==== PAGE EXCERPT
This bill would provide that no reimbursement is required by this act for a specified reason.

Existing law requires specified businesses and corporations to file certain business-related information with the Secretary of State.

This bill would state the intent of the Legislature to enact legislation that requires the Secretary of State to request the beneficial owners of foreign-owned shell companies to disclose specified personal information.

Vote: MAJORITY   Appropriation: NO   Fiscal Committee: NOYES   Local Program: NOYES  

The people of the State of California do enact as follows:


SECTION 1.

 This act shall be known as the Corporate Transparency Act.
SEC. 2.

It is the intent of the Legislature to enact legislation that requires the Secretary of State to request the beneficial owners of foreign-owned shell companies to disclose their (1) full legal name, (2) date of birth, (3) current residential or business street address, and (4) unique identifying number from an acceptable identification document or Secretary of State identification number, if available.

SEC. 2.

 Section 2105 of the Corporations Code is amended to read:

2105.
 (a) A foreign corporation shall not transact intrastate business without having first obtained from the Secretary of State a certificate of qualification. To obtain that certificate it shall file, on a form prescribed by the Secretary of State, a statement and designation signed by a corporate officer or, in the case of a foreign association that has no officers, signed by a trustee stating:
(1) The name of the corporation, and, if the name does not comply with Section 201, an alternate name adopted pursuant to subdivision (b) of Section 2106.
(2) The state or place of its incorporation or organization and a statement that the foreign corporation is authorized to exercise its powers and privileges in that state or place of its incorporation or organization.
(3) The street address of its principal office.
(4) The street address of its principal office in California, if any.
(5) The mailing address of its principal office, if different from the addresses specified pursuant to paragraphs (3) and (4).
(6) The name of an agent upon whom process directed to the corporation may be served within this state. The designation shall comply with subdivision (b) of Section 1502.
(7) (A) Its irrevocable consent to service of process directed to it upon the agent designated and to service of process on the Secretary of State if the agent designated or the agent’s successor is no longer authorized to act or cannot be found at the address given.
========
● **WORK TO DO**:
A. Quote the bill excerpt word for word, starting with "(a) A foreign corporation" and going on through "of Section 2106.".
B. Answer these questions from the bill excerpt:
(i) What name does Section 1 give the act?
(ii) Who signs the statement for a foreign association that has no officers?
(iii) What must a foreign corporation obtain from the Secretary of State before it transacts intrastate business?
C. Proceed with the bill excerpt, writing what comes after its final sentence.
The items have no connection to the bill excerpt.
==== DATA LINES
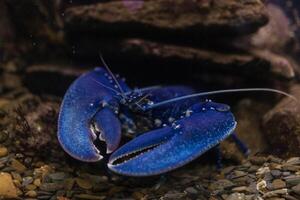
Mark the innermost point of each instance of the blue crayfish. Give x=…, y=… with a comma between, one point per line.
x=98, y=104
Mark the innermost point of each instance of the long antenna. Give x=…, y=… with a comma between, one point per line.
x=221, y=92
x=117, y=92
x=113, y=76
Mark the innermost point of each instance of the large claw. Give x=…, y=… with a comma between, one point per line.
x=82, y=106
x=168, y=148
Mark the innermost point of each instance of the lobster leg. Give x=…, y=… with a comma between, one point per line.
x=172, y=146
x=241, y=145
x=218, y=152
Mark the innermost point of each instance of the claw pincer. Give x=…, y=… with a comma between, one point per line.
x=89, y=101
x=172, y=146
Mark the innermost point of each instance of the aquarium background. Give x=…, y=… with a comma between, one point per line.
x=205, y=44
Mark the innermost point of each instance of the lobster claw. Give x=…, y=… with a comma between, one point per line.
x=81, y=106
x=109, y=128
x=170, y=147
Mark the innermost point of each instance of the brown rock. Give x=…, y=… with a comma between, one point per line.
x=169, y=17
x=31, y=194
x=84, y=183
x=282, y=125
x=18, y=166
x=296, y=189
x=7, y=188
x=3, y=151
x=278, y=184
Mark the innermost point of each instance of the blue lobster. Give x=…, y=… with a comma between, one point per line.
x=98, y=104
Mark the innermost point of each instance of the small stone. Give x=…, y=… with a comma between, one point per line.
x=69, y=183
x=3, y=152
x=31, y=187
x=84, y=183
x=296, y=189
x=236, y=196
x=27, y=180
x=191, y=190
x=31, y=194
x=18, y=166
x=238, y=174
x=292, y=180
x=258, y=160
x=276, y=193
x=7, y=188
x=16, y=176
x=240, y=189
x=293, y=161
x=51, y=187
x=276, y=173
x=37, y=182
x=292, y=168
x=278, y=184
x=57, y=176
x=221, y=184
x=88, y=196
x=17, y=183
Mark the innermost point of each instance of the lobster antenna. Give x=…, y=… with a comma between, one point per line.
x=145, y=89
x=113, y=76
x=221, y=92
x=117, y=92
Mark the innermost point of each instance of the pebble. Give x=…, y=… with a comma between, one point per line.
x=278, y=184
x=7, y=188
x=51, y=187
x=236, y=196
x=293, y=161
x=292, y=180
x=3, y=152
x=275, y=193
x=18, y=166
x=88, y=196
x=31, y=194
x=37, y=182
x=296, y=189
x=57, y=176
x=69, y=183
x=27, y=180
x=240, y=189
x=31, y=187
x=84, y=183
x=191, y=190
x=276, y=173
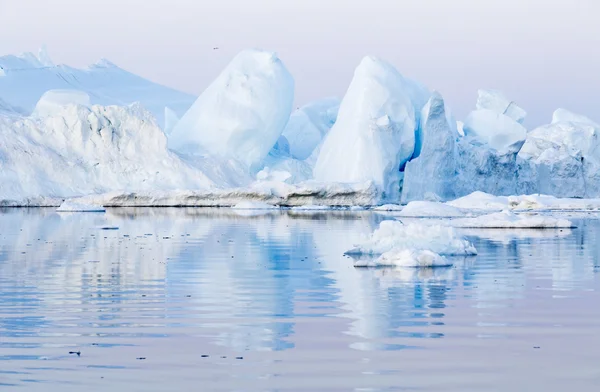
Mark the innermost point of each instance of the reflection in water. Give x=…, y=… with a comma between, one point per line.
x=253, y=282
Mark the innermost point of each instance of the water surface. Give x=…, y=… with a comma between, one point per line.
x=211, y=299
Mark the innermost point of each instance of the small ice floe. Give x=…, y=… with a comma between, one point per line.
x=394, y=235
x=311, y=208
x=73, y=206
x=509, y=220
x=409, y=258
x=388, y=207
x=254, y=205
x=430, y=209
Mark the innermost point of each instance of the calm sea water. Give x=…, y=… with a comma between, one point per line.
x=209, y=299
========
● **RESPONSES BY TASK**:
A.
(a) A foreign corporation shall not transact intrastate business without having first obtained from the Secretary of State a certificate of qualification. To obtain that certificate it shall file, on a form prescribed by the Secretary of State, a statement and designation signed by a corporate officer or, in the case of a foreign association that has no officers, signed by a trustee stating:
(1) The name of the corporation, and, if the name does not comply with Section 201, an alternate name adopted pursuant to subdivision (b) of Section 2106.

B.
(i) The Corporate Transparency Act.
(ii) A trustee.
(iii) A certificate of qualification.

C.
(B) Consent under this paragraph extends to service of process directed to the foreign corporation’s agent in this state for a search warrant issued pursuant to Section 1524.2 of the Penal Code, or for any other validly issued and properly served search warrant, for records or documents that are in the possession of the foreign corporation and are located inside or outside of this state. This subparagraph shall apply to a foreign corporation that is a party or a nonparty to the matter for which the search warrant is sought. For purposes of this subparagraph, “properly served” means delivered by hand, or in a manner reasonably allowing for proof of delivery if delivered by United States mail, overnight delivery service, or facsimile to a person or entity listed in Section 2110, or any other means specified by the foreign corporation, including, but not limited to, email or submission via an internet web portal that the foreign corporation has designated for the purpose of service of process.
(8) If it is a corporation that will be subject to the Insurance Code as an insurer, it shall state that fact.
(9) All of the following information with respect to any beneficial owner of the foreign corporation:
(A) The owner’s full legal name.
(B) The owner’s residential or business address.
(C) The owner’s email address, if applicable.
(b) Annexed to the statement and designation shall be a certificate by an authorized public official of the state or place of incorporation of the corporation to the effect that the corporation is an existing corporation in good standing in that state or place or, in the case of an association, an officers’ certificate stating that it is a validly organized and existing business association under the laws of a specified foreign jurisdiction.
(c) Before it may be designated by a foreign corporation as its agent for service of process, a corporate agent must shall comply with Section 1505.
(d) As used in this section, “beneficial owner” means a natural person who owns, directly or indirectly, 50 percent or more of the equity interest of a foreign corporation.

SEC. 3.

 Section 17708.02 of the Corporations Code is amended to read:

17708.02.
 (a) A foreign limited liability company may apply for a certificate of registration to transact business in this state by delivering an application to the Secretary of State for filing on a form prescribed by the Secretary of State. The application shall state all of the following:
(1) The name of the foreign limited liability company, and, if the name does not comply with Section 17701.08, an alternate name adopted pursuant to subdivision (a) of Section 17708.05.
(2) The state or other jurisdiction under whose law the foreign limited liability company is organized and a statement that the foreign limited liability company is authorized to exercise its powers and privileges in that state or other jurisdiction.
(3) The street address of the foreign limited liability company’s principal office and of its principal office in California, if any.
(4) (A) The name and street address of the foreign limited liability company’s initial agent for service of process in this state who consents to service of process and meets the qualifications specified in subdivision (c) of Section 17701.13. If a corporate agent is designated, only the name of the agent shall be set forth.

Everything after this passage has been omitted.